Region pointing data:

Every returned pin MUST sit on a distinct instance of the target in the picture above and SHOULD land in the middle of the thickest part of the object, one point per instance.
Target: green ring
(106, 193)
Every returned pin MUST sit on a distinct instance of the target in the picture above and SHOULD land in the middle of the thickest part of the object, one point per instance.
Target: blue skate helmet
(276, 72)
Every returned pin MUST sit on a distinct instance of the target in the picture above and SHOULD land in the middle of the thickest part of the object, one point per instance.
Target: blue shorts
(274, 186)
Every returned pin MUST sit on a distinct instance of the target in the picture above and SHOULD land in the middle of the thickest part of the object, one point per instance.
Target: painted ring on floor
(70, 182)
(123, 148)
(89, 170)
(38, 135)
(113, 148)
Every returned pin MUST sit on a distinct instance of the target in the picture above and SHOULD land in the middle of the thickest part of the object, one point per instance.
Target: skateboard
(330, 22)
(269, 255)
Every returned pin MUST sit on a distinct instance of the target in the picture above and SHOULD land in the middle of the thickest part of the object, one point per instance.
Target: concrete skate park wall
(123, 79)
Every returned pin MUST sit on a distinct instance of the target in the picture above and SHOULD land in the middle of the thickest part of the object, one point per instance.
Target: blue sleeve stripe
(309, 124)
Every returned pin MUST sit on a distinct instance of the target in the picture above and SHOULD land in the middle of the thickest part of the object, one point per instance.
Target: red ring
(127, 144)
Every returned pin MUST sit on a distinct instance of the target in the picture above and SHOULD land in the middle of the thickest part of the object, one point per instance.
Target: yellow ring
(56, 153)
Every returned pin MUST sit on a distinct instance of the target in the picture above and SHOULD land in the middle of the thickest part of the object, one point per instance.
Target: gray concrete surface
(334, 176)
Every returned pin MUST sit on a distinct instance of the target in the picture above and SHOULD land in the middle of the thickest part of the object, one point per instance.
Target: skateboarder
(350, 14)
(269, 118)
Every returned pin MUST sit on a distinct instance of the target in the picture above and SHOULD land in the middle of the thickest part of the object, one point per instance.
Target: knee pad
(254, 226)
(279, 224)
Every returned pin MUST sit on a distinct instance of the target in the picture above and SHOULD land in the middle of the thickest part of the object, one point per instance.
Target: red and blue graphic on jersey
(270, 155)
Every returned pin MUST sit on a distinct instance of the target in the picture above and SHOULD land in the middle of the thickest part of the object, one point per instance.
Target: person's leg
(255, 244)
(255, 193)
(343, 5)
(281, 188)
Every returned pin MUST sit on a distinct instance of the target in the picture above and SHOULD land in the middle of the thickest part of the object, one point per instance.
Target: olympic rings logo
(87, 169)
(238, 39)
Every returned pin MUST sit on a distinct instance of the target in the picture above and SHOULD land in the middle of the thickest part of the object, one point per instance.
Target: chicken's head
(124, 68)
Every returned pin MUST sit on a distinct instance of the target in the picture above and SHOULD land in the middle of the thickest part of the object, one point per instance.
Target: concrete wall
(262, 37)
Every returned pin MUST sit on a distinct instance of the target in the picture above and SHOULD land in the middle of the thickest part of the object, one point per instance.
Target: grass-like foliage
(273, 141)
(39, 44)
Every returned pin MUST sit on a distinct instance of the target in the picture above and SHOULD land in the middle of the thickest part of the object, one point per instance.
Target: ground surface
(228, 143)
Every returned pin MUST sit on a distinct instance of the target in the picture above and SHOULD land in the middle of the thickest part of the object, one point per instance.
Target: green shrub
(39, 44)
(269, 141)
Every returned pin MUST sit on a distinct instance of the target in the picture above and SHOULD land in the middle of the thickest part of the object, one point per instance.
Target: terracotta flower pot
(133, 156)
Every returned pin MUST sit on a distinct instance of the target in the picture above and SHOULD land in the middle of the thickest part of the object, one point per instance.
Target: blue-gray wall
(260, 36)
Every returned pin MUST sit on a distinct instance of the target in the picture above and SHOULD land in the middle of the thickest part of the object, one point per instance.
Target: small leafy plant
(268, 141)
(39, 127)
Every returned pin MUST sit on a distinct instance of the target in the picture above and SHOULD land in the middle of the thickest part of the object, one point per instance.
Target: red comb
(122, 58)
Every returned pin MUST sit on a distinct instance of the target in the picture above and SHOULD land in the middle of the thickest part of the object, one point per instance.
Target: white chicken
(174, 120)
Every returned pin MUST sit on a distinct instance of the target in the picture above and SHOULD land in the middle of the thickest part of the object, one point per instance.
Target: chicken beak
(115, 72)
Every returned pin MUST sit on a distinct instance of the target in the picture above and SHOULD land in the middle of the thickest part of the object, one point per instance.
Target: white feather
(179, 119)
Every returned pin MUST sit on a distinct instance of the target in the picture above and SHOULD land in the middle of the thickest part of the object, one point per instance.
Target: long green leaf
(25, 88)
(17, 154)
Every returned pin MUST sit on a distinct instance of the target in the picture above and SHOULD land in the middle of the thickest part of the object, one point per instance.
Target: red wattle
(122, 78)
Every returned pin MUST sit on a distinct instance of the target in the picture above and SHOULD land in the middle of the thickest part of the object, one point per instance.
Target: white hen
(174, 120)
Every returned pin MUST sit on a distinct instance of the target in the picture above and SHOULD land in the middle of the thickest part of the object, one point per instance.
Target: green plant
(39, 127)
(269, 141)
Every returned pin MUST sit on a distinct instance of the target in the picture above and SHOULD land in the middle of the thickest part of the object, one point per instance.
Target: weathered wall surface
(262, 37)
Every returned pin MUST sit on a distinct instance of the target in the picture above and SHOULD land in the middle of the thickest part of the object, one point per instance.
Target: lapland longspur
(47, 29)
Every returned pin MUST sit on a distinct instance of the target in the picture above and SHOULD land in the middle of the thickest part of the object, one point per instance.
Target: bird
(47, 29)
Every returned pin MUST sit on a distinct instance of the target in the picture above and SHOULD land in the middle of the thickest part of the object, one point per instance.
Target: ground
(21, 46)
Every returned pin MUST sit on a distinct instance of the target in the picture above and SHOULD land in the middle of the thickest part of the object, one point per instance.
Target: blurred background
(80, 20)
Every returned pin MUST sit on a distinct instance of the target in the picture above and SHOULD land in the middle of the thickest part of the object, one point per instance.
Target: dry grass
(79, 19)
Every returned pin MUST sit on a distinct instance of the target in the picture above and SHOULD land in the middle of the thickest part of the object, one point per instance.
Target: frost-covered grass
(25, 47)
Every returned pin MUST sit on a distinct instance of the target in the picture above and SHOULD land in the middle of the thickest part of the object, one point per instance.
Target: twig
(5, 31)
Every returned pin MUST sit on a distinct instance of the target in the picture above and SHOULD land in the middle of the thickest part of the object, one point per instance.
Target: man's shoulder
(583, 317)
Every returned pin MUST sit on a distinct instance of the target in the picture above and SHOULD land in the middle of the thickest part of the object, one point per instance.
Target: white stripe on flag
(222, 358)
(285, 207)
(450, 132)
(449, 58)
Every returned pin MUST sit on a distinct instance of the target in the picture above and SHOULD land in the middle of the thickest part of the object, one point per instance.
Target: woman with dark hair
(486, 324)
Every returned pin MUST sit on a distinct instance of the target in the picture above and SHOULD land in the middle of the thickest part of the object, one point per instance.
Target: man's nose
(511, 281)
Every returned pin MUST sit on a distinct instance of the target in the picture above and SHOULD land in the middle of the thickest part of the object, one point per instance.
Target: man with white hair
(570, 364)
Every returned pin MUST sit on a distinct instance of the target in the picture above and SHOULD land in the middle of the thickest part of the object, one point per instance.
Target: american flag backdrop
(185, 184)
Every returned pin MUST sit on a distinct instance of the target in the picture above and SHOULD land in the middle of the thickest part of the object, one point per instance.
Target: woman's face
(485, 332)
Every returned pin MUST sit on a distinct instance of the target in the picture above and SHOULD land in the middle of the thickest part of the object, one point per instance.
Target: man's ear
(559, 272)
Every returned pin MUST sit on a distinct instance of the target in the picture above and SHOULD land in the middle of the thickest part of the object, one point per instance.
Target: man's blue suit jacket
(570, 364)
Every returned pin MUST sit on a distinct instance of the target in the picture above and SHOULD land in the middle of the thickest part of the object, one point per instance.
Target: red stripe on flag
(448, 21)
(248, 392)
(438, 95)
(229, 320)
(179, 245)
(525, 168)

* **Task item**
What should come out is the exact run of lines from the one holding "Target: man's ear" through the end of the records above, and nothing besides.

* **Exercise result**
Target: man's ear
(559, 272)
Every returned pin MUST sit on a distinct instance of the target in the picture above and SHOULD land in the middle of the thickest part of the object, one point per instance.
Target: man's blue suit jacket
(570, 364)
Every returned pin MUST sit on a distinct instance of the target in the picture above and SHOULD land in the middle of the thickest part of the object, one point per instance.
Target: red stripe on flag
(448, 21)
(248, 392)
(438, 95)
(229, 320)
(179, 245)
(525, 168)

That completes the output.